Page extract:
Posted December 4, 2012
Book: The Heart of Religion: Spiritual Empowerment, Benevolence, and the Experience of God's Love
Authors: Matthew T. Lee, Margaret M. Poloma and Stephen G. Post
Oxford University Press. New York, 2013. pp. 282
An Excerpt from the Jacket:
Beneath our culture's obsession with wealth and power, status and celebrity, millions of Americans are quietly engaged in a deeply religious struggle to wake up from petty selfishness and to embrace a life of benevolence and compassion.
Drawing on an extensive random survey of 1,200 men and women across the United States, Matthew Lee, Margaret Poloma, and Stephen Post shed new light on how Americans wake up to the reality of divine love and how that transformative experience expresses itself in concrete acts of benevolence. The authors find that the vast majority of Americans report that they have felt God's love increasing their compassion for others, one of the many important revelations uncovered by the survey. In order to more fully flesh out the meaning of the survey's results, the authors also concluded 120 in-depth interviews with Christian women and men from all walks of life and from across the country who are engaged in benevolent service. Their stories offer compelling examples of how receiving God's love, loving God, and expressing this love to others has made a difference in the world and given their lives deeper significance. As a result, some provide community service, others strive for social justice, still others seek to redefine religion and the meaning of "church" in America. Interviewees who may have grown up with judgmental images of God tended to trade them in for a loving and accepting God more consistent with their own emotionally powerful personal experiences.

Supplied information:

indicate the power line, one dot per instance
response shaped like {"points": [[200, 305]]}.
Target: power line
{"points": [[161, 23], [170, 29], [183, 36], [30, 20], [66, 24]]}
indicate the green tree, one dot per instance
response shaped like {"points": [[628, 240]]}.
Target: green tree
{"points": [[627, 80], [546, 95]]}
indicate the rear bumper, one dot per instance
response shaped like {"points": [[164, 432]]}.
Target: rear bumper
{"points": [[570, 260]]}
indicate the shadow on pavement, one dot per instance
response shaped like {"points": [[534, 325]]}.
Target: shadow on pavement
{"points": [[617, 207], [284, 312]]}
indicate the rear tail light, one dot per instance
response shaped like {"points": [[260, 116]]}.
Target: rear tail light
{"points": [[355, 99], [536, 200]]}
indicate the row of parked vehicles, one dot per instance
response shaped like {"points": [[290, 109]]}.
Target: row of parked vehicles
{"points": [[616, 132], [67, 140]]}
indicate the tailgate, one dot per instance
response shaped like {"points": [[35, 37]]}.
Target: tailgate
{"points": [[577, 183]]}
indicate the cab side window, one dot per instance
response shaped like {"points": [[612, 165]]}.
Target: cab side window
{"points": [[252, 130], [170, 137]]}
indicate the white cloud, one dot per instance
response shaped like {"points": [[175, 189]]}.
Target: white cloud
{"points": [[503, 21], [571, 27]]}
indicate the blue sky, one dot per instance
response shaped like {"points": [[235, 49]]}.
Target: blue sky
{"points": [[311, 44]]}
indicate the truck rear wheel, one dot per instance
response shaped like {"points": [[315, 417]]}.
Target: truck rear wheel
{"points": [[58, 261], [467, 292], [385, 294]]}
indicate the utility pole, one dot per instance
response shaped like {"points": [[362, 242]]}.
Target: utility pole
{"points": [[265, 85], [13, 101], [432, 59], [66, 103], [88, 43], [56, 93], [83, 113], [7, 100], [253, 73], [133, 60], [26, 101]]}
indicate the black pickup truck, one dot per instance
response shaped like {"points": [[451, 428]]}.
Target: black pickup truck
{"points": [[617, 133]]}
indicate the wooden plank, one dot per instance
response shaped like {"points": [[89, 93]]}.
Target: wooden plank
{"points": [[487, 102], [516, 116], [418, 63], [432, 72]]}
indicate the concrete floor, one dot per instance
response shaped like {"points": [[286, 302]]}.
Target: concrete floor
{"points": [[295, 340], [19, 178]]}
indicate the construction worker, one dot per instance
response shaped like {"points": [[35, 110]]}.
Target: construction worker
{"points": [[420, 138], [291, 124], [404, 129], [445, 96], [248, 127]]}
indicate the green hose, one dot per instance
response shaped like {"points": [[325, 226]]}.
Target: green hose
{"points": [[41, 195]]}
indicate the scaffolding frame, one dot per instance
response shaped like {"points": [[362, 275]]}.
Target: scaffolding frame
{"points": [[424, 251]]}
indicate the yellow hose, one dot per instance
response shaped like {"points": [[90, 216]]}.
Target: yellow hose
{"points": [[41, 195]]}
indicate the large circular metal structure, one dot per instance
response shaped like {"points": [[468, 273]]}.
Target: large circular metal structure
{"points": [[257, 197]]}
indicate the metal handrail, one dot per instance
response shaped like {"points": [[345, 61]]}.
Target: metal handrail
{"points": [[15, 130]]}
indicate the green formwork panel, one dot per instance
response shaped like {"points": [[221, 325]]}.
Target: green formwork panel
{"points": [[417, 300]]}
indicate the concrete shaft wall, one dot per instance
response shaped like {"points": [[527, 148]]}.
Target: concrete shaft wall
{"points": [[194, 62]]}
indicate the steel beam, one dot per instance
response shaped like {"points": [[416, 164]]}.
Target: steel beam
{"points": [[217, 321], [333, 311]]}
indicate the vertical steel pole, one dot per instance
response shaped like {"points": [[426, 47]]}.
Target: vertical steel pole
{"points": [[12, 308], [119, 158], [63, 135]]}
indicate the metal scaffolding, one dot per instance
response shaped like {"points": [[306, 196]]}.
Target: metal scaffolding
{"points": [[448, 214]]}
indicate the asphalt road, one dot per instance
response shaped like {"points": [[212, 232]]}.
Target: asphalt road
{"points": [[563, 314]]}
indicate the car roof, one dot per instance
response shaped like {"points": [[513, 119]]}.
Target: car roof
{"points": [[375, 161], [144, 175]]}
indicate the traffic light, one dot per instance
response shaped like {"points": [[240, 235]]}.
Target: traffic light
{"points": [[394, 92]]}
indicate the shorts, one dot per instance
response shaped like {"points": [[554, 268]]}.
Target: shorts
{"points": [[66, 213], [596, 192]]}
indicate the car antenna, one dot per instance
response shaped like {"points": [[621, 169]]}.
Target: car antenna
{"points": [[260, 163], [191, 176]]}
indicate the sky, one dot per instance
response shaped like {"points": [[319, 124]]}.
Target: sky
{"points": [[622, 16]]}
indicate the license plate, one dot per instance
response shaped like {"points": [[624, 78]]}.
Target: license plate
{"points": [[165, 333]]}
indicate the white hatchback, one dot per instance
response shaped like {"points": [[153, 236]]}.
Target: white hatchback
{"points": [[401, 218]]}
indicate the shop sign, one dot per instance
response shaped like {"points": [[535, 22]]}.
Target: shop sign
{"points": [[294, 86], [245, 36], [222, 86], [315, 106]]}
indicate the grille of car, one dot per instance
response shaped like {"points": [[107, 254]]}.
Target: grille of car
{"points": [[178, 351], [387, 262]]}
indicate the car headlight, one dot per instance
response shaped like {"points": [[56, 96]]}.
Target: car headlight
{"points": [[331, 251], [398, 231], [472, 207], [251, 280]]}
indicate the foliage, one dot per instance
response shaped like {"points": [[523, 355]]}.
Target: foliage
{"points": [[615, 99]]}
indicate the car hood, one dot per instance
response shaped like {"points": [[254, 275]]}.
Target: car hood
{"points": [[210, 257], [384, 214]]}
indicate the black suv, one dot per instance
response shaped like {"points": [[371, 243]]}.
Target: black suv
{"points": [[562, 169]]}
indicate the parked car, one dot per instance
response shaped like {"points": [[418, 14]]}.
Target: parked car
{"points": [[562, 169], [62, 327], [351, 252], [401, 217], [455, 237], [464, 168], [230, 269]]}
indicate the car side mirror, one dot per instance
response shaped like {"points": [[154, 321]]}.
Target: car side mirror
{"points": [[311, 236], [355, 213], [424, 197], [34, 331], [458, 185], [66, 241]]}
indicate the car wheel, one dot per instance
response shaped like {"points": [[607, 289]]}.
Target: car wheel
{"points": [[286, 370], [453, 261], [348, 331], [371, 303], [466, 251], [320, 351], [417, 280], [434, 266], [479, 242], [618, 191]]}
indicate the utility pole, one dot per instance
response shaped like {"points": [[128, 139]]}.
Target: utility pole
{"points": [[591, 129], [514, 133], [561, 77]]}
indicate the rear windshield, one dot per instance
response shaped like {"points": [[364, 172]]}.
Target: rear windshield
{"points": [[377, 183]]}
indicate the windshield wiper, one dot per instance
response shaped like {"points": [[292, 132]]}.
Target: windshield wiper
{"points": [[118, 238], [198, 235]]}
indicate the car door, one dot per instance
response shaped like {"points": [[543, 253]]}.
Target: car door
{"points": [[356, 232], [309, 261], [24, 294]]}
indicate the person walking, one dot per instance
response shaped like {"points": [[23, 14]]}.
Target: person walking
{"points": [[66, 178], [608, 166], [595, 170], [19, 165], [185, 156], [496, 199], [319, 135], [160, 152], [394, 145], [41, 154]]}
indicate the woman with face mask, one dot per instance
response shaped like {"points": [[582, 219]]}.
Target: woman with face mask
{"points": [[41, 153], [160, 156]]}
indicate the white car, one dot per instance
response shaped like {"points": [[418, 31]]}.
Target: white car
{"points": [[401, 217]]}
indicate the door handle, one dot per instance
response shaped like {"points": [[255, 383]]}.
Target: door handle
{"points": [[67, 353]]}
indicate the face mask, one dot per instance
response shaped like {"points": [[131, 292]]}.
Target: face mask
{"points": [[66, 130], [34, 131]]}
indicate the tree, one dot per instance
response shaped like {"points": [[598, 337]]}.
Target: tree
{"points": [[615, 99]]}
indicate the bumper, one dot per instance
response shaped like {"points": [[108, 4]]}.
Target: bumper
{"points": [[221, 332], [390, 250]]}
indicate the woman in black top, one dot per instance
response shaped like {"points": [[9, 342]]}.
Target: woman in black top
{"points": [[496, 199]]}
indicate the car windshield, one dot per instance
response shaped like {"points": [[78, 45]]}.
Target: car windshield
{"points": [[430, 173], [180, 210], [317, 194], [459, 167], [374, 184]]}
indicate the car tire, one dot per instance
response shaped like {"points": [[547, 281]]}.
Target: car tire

What to do:
A – According to the book announcement, how many people took part in the random survey the authors drew on?
B – Count the lines of the listing that contain the string "pickup", treating uppercase and lowercase as different, and give only the number.
The listing bears no relation to the book announcement.

Answers to each task:
A – 1,200 men and women across the United States.

B – 2